── Texto citado

Ningún blanco es tan blanco que agote la blancura. Cuando yo era muchacho salía en televisión el anuncio de un detergente que decía: «Ariel es el que lava más blanco». Pongamos que Ariel es el prototipo de blancura –los lógicos medievales dirían que es el analogado principal (analogatum princeps) dentro del género «blancura»–. Mas por muy blanco que sea, no es la mismísima blancura (albedo ipsissima), digamos, la blancura en sí misma considerada, o la blancura en sí. También porque, mientras que lo blanco siempre puede ser más o menos blanco, la blancura no puede ser más o menos blanca, pues en absoluto la blancura es blanca; es lo que constituye como blancos a los blancos, pero sin ser ella misma blanca. Para que la blancura confiera el ser-blanco es menester que la blancura no sea blanca. En otras palabras, ser blanco es tener blancura, pero sin serla. Es el tema de la participación metafísica, que puede leerse de dos maneras, al modo platónico o al aristotélico: como imitación (mímesis), o como parcial posesión, i.e como un real formar parte de algo (compartirlo con otros), o como un tomar parte (partem capere) en algo.

────
── Datos

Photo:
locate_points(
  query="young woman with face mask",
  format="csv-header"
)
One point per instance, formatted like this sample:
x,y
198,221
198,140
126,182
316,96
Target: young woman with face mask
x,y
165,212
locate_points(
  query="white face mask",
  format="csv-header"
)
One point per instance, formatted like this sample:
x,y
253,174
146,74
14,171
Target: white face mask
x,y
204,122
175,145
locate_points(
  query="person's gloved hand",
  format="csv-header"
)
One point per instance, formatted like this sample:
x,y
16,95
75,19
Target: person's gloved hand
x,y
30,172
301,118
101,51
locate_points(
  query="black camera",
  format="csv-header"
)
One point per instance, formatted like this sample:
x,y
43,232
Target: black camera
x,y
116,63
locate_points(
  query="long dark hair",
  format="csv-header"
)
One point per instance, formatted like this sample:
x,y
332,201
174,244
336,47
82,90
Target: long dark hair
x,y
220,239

────

> [Tarea]: Según el fragmento sobre la blancura, ¿de qué dos maneras puede leerse la participación metafísica?

> [Respuesta]: Al modo platónico, como imitación (mímesis), o al aristotélico, como parcial posesión.